**ASSIGNMENT**
Reproduce the entries in full, with no changes.

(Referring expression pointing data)
------------------------------
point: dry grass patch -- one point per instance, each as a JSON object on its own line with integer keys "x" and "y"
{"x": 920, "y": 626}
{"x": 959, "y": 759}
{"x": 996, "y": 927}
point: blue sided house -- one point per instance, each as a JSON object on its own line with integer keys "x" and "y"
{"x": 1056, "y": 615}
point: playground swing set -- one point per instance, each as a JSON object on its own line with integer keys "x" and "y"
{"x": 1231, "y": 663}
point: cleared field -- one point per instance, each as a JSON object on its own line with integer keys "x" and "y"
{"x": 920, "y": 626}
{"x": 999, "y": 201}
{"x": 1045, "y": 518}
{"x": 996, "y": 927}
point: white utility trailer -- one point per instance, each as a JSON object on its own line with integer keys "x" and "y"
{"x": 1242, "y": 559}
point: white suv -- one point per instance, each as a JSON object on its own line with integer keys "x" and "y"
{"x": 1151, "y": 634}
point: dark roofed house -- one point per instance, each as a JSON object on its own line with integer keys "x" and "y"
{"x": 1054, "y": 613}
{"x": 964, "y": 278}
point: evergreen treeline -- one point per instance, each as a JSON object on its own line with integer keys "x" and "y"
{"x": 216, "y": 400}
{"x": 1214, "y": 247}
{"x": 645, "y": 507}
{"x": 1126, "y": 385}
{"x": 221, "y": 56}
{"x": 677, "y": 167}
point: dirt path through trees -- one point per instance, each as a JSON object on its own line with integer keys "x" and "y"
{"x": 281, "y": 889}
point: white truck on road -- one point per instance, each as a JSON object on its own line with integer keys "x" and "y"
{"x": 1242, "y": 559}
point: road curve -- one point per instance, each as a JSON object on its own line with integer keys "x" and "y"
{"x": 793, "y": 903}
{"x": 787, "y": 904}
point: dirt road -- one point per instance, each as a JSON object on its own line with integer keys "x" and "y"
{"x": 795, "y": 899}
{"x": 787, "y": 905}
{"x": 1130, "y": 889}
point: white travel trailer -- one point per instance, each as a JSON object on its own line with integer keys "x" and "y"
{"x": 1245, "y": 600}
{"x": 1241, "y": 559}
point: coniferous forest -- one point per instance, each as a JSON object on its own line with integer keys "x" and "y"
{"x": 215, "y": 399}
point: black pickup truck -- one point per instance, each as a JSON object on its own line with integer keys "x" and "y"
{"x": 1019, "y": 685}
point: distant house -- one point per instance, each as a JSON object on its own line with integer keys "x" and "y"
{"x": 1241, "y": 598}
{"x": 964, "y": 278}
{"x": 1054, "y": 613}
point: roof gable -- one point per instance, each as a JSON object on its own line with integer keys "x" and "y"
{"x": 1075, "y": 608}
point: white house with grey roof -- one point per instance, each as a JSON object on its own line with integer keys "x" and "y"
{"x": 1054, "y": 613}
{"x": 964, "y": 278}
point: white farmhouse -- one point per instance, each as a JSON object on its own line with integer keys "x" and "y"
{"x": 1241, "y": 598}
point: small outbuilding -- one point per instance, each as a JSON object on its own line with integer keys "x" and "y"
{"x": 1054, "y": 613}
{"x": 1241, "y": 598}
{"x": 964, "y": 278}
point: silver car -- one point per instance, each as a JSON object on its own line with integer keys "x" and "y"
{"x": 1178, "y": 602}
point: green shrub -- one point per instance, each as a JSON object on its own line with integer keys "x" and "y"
------------------------------
**RESPONSE AREA**
point: dry grass patch -- one point per instance, each as a JSON object on its own line with integer keys "x" and "y"
{"x": 920, "y": 626}
{"x": 959, "y": 759}
{"x": 996, "y": 927}
point: blue sided house -- one point per instance, each as a JSON object on its own line with integer keys "x" and "y"
{"x": 1056, "y": 615}
point: playground swing set -- one point per instance, each as a JSON object on its own line with integer keys "x" and "y"
{"x": 1231, "y": 663}
point: cleared field -- one point per instance, each as a JSON object on its own line with integer keys "x" and "y"
{"x": 920, "y": 626}
{"x": 999, "y": 201}
{"x": 1045, "y": 518}
{"x": 996, "y": 927}
point: white utility trailer -- one point per instance, each as a JSON object on its own line with integer keys "x" and "y"
{"x": 1242, "y": 559}
point: white suv -- one point per instance, each as a JSON object on its own line with integer keys "x" and "y"
{"x": 1151, "y": 634}
point: dark roofed house -- one point per instance, each as a JSON object on its own line with integer keys "x" and "y"
{"x": 1054, "y": 613}
{"x": 964, "y": 278}
point: evergreen treeline -- one point per instance, each as a JSON object on its own line with integer keys "x" and "y"
{"x": 216, "y": 400}
{"x": 1214, "y": 247}
{"x": 645, "y": 507}
{"x": 1126, "y": 385}
{"x": 221, "y": 56}
{"x": 677, "y": 167}
point: dirt path through trees -- one point per instance, each as a JSON object on its own line with integer keys "x" and "y"
{"x": 281, "y": 889}
point: white truck on road -- one point per instance, each as a JSON object on its own line with integer keys "x" and "y"
{"x": 1242, "y": 559}
point: road curve -- one point per instance, each as a JSON object on its own line with integer keys "x" and "y"
{"x": 793, "y": 903}
{"x": 787, "y": 904}
point: dirt road -- one point per instance, each as a JSON object on its own line with integer keys "x" and "y"
{"x": 795, "y": 899}
{"x": 787, "y": 905}
{"x": 1130, "y": 889}
point: white travel trailer -- one point per instance, each as a JSON object on its own line with integer keys "x" and "y"
{"x": 1245, "y": 600}
{"x": 1241, "y": 559}
point: coniferous forest -- one point per instance, each as a JSON object on its own line with integer keys "x" and "y"
{"x": 215, "y": 399}
point: black pickup truck -- one point per instance, each as a JSON object on its own line with integer keys "x" and "y"
{"x": 1019, "y": 685}
point: distant house -- one point per instance, each as a JSON object on its own line with integer keys "x" and "y"
{"x": 1241, "y": 598}
{"x": 964, "y": 278}
{"x": 1054, "y": 613}
point: roof gable -- one point per instance, each as a JSON object on its own line with integer keys "x" and "y"
{"x": 1075, "y": 608}
point: white house with grey roof -- one point per instance, each as a JSON object on its own line with integer keys "x" and "y"
{"x": 1054, "y": 613}
{"x": 964, "y": 278}
point: white farmhouse -- one point per instance, each as a JSON object on its own line with integer keys "x" and "y"
{"x": 1241, "y": 598}
point: small outbuilding -- one point per instance, each as a JSON object on its own line with integer keys "x" and "y"
{"x": 1054, "y": 613}
{"x": 1241, "y": 598}
{"x": 964, "y": 278}
point: silver car -- one point per instance, each as a JSON object on its own line with integer keys "x" and "y"
{"x": 1178, "y": 602}
point: green shrub -- one point per instance, each as a JSON object on its own line with integer keys "x" and "y"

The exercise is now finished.